**Description of the task:** Copy all of the items below, keeping every line unchanged.

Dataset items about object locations
+ + + + + + +

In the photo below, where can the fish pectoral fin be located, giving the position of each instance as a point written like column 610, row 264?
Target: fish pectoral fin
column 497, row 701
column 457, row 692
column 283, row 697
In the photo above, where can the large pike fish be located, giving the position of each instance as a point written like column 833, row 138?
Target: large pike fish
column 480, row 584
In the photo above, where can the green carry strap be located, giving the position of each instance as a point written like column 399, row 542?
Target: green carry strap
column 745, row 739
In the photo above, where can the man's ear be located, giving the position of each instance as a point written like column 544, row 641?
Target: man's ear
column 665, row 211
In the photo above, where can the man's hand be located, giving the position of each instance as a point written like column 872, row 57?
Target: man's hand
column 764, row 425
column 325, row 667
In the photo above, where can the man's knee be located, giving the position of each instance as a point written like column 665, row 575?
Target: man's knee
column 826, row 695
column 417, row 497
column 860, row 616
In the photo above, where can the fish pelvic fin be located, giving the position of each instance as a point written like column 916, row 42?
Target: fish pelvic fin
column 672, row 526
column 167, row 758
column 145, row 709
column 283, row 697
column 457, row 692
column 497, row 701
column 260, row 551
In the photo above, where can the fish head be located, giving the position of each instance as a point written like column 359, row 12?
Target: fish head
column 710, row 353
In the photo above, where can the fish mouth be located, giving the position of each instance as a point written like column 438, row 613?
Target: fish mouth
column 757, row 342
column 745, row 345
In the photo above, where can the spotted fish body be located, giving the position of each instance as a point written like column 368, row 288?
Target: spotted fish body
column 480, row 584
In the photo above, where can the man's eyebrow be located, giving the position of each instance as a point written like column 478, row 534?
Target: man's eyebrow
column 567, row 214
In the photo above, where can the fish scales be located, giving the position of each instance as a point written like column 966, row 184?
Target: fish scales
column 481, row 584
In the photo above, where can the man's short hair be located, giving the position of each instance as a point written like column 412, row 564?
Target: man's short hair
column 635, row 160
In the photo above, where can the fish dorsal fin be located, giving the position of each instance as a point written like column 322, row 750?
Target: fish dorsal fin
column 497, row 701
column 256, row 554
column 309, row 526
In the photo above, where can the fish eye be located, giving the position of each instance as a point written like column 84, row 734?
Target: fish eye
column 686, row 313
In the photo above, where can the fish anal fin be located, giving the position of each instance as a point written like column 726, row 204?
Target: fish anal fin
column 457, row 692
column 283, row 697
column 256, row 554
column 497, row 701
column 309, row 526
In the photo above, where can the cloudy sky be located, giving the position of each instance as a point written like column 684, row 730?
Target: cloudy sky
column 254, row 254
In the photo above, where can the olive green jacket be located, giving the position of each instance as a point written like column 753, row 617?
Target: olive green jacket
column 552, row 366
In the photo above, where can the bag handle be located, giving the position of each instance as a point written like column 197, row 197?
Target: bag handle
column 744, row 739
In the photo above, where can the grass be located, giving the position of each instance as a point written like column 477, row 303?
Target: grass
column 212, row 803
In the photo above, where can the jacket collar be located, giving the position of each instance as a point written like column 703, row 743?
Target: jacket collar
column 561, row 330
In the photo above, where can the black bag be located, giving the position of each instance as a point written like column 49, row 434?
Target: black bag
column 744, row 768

+ + + + + + +

**Final answer:**
In the photo below, where can the fish pectoral fin be located, giving the position of each instance as a point written like column 610, row 264?
Target: fish pectoral fin
column 497, row 701
column 457, row 692
column 283, row 697
In the photo above, where can the large pike fish be located, giving the position of each instance as a point written like column 833, row 138?
Target: large pike fish
column 480, row 584
In the photo above, where can the green carry strap be located, giving the position of each instance as a point written like column 399, row 542?
Target: green carry strap
column 745, row 739
In the photo above, where can the man's ear be located, giving the position of each instance as a point written like column 544, row 641?
Target: man's ear
column 665, row 211
In the photo above, where can the man's hand be located, giving the position of each instance as a point written like column 872, row 57?
Target: man's hand
column 764, row 425
column 325, row 667
In the photo above, where can the man's knee be located, giving the position of each instance as a point written like column 665, row 575?
Target: man's knee
column 826, row 695
column 417, row 497
column 860, row 616
In the photo above, where can the fish pelvic fin be located, giving the position of each instance as a point written like column 916, row 42?
Target: fish pelvic fin
column 672, row 526
column 167, row 758
column 145, row 709
column 283, row 697
column 457, row 692
column 497, row 701
column 260, row 551
In the photo above, where can the fish head be located, giving the position of each instance as a point written like column 359, row 12?
Target: fish head
column 710, row 353
In the photo above, where can the fish mouth be located, giving the position of each instance as a point written like column 438, row 613?
Target: fish mouth
column 757, row 342
column 745, row 345
In the photo above, where can the spotted fish body be located, giving the position of each instance as a point written like column 368, row 288?
Target: spotted fish body
column 480, row 584
In the photo above, where can the man's eyebrow be located, giving the position of each instance as a point written like column 478, row 534?
Target: man's eyebrow
column 567, row 214
In the photo above, where can the fish scales be located, giving the position of each instance as a point written like column 966, row 184?
Target: fish scales
column 481, row 584
In the photo above, where can the man's short hair be located, giving the position of each instance as a point written like column 412, row 564?
Target: man's short hair
column 635, row 160
In the photo above, where can the fish dorsal fin be located, giving the position of each instance as a point written like column 322, row 750?
Target: fish dorsal fin
column 497, row 701
column 256, row 554
column 309, row 526
In the photo above, where can the fish eye be located, giving the position of each instance as a point written like column 84, row 734?
Target: fish eye
column 686, row 313
In the photo above, where can the fish anal fin be located, giving the position of each instance as a point written like column 726, row 204?
Target: fish anal fin
column 457, row 692
column 283, row 697
column 256, row 554
column 497, row 701
column 309, row 526
In the photo above, where can the cloudy sky be located, giving the position of each instance as a point written like column 684, row 730?
Target: cloudy sky
column 254, row 254
In the photo above, where can the olive green jacket be located, giving the position of each instance as a point written like column 753, row 617?
Target: olive green jacket
column 552, row 366
In the photo above, where can the bag handle be located, giving the position of each instance as a point written like column 197, row 197?
Target: bag handle
column 744, row 739
In the photo above, where can the grass be located, giving the position of each instance as a point written like column 477, row 303?
Target: grass
column 212, row 803
In the photo above, where can the jacket collar be located, giving the position of each instance as a point written like column 703, row 743?
Target: jacket collar
column 561, row 330
In the photo above, where can the black bag be located, giving the position of each instance as a point written like column 49, row 434?
Target: black bag
column 744, row 768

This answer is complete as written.